» **TRECHO**
================
O negacionismo do Êxodo e o antissemitismo gourmet
Negar que os hebreus saíram do Egito não é apenas um erro histórico, para muitos é uma estratégia de atacar a legitimidade do povo judeu e seu vínculo com a Terra de Israel

O negacionismo do Êxodo bíblico, uma moda que ressurge de tempos em tempos, não costuma ser um fenômeno acadêmico neutro ou um mero erro científico.
Greta Thumberg se recusou a ver as imagens dos crimes do Hamas, mantendo a tradição do antissemitismo passivo-agressivo que costuma incluir uma cegueira seletiva em relação às tradições de Israel.
Esse viés se insere em um padrão mais amplo: o esforço sistemático para desacreditar os pilares da identidade judaica, um antissemitismo gourmet com aparente verniz intelectual.
Assim como acontece com o negacionismo do Holocausto, a ideia de que o Êxodo “nunca aconteceu” costuma servir mais a propósitos ideológicos do que ao rigor histórico.
Negar o Holocausto busca apagar o trauma recente que fundamenta boa parte da solidariedade internacional com os judeus. Negar o Êxodo ataca a origem espiritual e histórica que liga esse povo à sua terra.
Nem todo cético é antissemita, evidentemente. O debate acadêmico sobre a historicidade do Êxodo é legítimo. Mas o que se observa, com frequência, é a transformação da ausência de provas definitivas em certeza negativa.
A narrativa se baseia no fato de que, se ainda não temos registros egípcios inquestionáveis sobre Moisés, ele nunca existiu. Isso não é ciência. É uma inversão do ônus da prova.
A arqueologia do Oriente Médio está longe de ser completa e definitiva. O Sinai é vasto, inóspito e pouco escavado. Grupos nômades deixam poucos vestígios.
É nesse contexto que se insere o debate legítimo sobre a data do Êxodo.
Alguns estudiosos, apoiados na Bíblia e em eventos como a destruição de Jericó por volta de 1400 a.C., defendem uma saída do Egito no século XV a.C., durante o reinado de Tutemés III ou Amenófis II.
Outros, baseando-se na referência à cidade de Ramessés em Êxodo 1,11 e em documentos como a Estela de Merneptá, preferem situar o Êxodo no século XIII a.C., durante os reinados de Ramessés II ou Merneptá.
Ambas as propostas encontram apoio em evidências arqueológicas e textuais, e nenhuma delas pode ser descartada sumariamente.
Mesmo assim, já temos um corpo de evidências significativo que aponta para a plausibilidade histórica do Êxodo.
Em Avaris, no delta do Nilo, arqueólogos descobriram ruínas de uma grande população semita vivendo no Egito com práticas culturais distintas do povo local: casas no estilo cananeu, ausência de ossos de porco, túmulos não egípcios.
Essa cidade coincide com a Pi-Ramessés mencionada na Bíblia como ponto de partida da fuga hebraica.
O Papiro Brooklyn, do século XVIII a.C., registra dezenas de servos com nomes semitas, entre eles “Šipra” – mesmo nome da parteira hebreia citada no livro do Êxodo.
================
» **DADOS FORNECIDOS**
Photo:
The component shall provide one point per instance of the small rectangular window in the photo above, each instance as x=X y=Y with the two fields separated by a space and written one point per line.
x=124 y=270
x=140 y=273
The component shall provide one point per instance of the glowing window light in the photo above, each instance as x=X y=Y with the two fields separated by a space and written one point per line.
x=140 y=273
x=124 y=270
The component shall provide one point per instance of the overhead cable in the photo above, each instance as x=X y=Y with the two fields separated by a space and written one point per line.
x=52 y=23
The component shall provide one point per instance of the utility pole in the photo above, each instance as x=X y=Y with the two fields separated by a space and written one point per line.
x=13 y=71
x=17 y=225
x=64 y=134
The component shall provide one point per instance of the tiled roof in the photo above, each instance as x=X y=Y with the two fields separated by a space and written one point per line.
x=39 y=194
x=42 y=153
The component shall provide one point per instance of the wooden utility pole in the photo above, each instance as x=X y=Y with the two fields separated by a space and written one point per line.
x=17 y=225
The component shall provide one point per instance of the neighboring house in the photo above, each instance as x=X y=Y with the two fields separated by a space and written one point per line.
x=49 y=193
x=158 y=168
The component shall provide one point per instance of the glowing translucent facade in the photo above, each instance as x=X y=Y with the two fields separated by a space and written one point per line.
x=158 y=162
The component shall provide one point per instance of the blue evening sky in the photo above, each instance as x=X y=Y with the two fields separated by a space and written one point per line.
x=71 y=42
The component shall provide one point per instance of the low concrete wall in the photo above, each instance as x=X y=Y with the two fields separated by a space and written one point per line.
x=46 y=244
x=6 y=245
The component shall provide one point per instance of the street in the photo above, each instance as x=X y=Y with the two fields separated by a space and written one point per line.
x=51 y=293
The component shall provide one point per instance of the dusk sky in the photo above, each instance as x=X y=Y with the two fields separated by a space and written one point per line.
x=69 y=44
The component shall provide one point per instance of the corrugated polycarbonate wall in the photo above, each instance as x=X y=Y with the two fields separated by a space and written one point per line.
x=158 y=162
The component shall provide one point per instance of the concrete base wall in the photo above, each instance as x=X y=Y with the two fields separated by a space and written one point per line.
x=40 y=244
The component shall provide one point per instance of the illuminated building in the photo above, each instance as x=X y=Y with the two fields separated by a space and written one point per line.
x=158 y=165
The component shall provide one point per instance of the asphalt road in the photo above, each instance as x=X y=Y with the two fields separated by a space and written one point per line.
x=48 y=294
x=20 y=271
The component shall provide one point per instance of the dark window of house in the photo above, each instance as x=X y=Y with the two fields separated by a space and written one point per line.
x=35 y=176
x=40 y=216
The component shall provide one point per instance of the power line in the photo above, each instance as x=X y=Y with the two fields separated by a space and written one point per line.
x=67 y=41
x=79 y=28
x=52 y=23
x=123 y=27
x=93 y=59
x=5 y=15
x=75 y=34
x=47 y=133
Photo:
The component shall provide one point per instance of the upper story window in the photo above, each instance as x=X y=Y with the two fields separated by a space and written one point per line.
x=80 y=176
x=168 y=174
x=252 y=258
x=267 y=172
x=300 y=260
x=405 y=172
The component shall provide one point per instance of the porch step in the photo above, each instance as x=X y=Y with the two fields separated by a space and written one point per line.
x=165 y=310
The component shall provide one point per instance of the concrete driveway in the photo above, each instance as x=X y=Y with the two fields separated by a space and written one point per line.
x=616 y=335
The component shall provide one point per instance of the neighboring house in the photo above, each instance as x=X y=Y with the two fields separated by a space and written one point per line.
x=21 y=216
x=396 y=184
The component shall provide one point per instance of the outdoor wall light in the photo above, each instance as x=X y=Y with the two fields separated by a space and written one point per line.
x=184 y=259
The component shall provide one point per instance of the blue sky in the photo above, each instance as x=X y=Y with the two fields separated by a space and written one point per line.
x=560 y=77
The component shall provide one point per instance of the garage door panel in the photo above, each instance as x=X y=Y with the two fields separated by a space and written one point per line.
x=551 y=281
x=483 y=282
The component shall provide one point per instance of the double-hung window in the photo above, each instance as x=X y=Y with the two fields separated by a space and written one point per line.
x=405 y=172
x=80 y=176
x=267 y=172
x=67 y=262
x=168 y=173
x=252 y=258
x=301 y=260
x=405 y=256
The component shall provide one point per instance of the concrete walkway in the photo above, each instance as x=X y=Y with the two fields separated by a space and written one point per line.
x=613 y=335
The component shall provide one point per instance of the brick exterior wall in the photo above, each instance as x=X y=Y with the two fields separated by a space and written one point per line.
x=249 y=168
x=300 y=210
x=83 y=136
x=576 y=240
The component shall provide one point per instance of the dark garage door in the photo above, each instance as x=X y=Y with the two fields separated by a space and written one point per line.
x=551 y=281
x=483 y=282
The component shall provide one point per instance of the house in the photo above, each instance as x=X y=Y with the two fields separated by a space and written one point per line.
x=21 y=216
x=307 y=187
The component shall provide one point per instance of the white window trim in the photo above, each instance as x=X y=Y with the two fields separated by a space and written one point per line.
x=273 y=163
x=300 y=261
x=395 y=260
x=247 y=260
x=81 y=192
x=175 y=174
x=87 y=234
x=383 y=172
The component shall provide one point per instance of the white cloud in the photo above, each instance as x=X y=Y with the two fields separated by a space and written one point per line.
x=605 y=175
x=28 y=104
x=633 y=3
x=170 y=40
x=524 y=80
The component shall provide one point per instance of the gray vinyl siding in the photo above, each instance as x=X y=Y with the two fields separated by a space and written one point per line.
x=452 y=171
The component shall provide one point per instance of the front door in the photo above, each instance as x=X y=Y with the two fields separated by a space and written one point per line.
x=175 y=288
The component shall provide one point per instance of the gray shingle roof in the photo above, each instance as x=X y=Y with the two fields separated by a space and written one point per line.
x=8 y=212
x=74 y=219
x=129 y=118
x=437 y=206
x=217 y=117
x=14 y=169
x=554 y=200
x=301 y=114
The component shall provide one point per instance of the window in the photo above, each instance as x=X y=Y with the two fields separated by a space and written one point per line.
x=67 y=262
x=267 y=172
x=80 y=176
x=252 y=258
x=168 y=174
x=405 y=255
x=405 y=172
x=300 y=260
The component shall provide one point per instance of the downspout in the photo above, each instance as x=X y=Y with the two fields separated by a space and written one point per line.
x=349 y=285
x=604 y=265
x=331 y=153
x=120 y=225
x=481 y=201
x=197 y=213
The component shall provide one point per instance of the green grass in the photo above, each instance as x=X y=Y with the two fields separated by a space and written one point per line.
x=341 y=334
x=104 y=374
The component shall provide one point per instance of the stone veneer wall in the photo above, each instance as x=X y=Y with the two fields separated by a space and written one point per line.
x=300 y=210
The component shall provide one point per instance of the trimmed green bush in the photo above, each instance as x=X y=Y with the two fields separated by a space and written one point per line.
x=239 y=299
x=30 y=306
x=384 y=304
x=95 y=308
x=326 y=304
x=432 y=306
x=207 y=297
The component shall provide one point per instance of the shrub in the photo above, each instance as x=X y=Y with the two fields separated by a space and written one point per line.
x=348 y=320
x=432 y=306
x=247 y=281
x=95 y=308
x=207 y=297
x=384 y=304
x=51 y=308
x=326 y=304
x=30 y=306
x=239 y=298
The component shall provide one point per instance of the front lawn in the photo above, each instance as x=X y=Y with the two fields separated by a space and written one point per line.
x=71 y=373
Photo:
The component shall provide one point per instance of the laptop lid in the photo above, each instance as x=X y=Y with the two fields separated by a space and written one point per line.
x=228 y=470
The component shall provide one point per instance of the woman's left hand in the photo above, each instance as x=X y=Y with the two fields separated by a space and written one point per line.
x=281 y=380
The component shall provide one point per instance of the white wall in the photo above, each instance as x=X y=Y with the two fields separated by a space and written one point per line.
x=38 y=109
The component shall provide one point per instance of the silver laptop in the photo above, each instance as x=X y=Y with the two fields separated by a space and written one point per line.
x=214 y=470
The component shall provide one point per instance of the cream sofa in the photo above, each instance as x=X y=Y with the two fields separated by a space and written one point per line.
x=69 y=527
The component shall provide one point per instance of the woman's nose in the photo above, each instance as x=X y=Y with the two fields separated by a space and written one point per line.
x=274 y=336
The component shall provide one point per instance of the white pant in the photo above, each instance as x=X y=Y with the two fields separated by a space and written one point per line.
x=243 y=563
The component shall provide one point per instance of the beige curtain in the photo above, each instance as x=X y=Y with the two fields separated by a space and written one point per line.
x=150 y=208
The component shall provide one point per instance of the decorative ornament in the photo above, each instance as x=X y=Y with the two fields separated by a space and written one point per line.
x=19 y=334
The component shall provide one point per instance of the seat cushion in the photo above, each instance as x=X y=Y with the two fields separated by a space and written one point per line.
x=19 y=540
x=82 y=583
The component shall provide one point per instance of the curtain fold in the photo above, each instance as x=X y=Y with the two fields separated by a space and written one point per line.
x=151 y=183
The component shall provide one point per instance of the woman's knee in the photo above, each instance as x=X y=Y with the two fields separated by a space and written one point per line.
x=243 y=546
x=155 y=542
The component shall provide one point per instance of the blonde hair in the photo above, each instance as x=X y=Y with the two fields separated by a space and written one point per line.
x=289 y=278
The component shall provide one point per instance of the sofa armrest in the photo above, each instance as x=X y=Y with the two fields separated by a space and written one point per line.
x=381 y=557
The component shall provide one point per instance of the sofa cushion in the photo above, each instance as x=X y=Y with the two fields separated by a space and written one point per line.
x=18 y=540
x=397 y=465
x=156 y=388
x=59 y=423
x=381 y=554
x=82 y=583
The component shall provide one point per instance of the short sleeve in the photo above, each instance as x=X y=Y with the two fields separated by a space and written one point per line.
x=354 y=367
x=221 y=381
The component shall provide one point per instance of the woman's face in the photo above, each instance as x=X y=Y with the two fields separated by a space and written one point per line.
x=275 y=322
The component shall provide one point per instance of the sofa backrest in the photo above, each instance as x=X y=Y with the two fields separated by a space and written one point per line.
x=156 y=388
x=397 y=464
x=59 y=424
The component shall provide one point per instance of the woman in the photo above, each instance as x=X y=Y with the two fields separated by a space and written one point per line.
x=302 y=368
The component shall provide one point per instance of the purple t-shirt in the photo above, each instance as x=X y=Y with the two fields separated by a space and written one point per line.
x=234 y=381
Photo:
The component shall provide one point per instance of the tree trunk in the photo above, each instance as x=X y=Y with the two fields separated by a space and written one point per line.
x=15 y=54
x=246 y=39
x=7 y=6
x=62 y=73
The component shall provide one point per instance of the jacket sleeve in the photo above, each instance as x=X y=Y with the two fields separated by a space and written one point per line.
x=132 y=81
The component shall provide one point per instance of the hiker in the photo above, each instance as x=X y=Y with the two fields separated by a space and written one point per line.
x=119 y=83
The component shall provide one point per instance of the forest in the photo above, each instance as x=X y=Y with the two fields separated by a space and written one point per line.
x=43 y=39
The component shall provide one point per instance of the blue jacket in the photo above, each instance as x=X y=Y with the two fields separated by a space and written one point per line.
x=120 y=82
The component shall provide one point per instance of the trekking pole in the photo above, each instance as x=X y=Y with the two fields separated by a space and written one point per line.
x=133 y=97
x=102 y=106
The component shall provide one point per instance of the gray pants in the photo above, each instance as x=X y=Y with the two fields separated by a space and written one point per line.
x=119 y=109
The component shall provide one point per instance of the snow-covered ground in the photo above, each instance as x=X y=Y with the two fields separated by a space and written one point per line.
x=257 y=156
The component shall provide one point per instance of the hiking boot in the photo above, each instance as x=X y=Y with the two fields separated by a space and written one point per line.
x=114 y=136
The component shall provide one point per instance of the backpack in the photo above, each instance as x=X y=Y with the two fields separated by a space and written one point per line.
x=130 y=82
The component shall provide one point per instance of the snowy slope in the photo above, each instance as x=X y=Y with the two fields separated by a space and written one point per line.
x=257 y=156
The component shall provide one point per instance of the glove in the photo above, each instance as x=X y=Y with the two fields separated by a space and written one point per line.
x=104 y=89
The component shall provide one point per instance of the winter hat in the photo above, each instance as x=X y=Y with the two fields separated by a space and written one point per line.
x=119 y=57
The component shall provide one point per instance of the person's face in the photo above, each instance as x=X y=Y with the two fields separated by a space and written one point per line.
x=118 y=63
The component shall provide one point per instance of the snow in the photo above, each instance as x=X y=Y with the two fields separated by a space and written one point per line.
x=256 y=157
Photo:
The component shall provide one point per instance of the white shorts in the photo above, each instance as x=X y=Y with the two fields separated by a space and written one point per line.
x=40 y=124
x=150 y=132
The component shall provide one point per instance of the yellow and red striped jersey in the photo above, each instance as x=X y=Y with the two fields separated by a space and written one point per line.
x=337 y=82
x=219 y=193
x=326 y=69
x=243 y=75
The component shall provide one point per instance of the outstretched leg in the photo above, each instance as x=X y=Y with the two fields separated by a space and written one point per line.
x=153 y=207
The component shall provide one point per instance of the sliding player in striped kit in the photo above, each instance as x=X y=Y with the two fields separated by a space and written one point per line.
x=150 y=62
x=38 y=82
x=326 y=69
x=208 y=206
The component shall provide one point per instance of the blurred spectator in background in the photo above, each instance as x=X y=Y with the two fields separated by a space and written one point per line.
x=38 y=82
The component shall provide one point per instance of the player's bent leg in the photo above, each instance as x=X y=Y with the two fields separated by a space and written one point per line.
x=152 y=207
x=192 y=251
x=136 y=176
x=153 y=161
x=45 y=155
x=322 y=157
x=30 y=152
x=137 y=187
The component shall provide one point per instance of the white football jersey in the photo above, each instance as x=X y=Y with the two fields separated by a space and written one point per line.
================
» **TAREFAS OBRIGATÓRIAS**
(1) Responda com base no artigo sobre o Êxodo:
(a) Em que lugar arqueólogos encontraram ruínas de uma grande população semita?
(b) Que nome registrado no Papiro Brooklyn é igual ao da parteira hebreia citada no livro do Êxodo?
(c) Em que século situam o Êxodo os estudiosos que se apoiam na Estela de Merneptá?
(2) Liste todos os faraós cujos reinados o artigo sobre o Êxodo aponta como possíveis épocas da saída do Egito.
(3) Prossiga com o artigo sobre o Êxodo a partir do ponto em que ele termina.
As entradas não têm relação com o artigo sobre o Êxodo.

» **RESPOSTAS EM ORDEM**
(1)
(a) Em Avaris, no delta do Nilo.
(b) Šipra.
(c) No século XIII a.C.

(2) Tutemés III, Amenófis II, Ramessés II, Merneptá

(3)
O documento também menciona um nome que pode ser lido como “Hebreu”. Nenhuma dessas evidências é conclusiva. Mas a convergência é difícil de ignorar.
Em 1208 a.C., a Estela de Merneptá menciona “Israel” como povo já presente em Canaã, o que implica que algum tipo de entrada anterior naquela terra aconteceu.
Mais antigas ainda são as inscrições no templo de Soleb, que falam dos “Shasu de YHW”, nômades ligados a uma divindade chamada Yahweh, o Deus de Israel, e situados na mesma região onde a Bíblia localiza a revelação a Moisés.
Esses dados são reforçados por escavações que identificaram mudanças culturais no interior de Canaã, como o surgimento das chamadas casas de quatro cômodos, ausência de porco na dieta e rituais que alguns arqueólogos associam aos primeiros israelitas.
O pesquisador Richard Elliott Friedman, uma das principais autoridades em estudos bíblicos, propôs uma hipótese que concilia esses dados com o texto bíblico.
Segundo ele, quem saiu do Egito foram os levitas – uma elite religiosa com nomes egípcios, conhecimento das instituições faraônicas e memória de escravidão.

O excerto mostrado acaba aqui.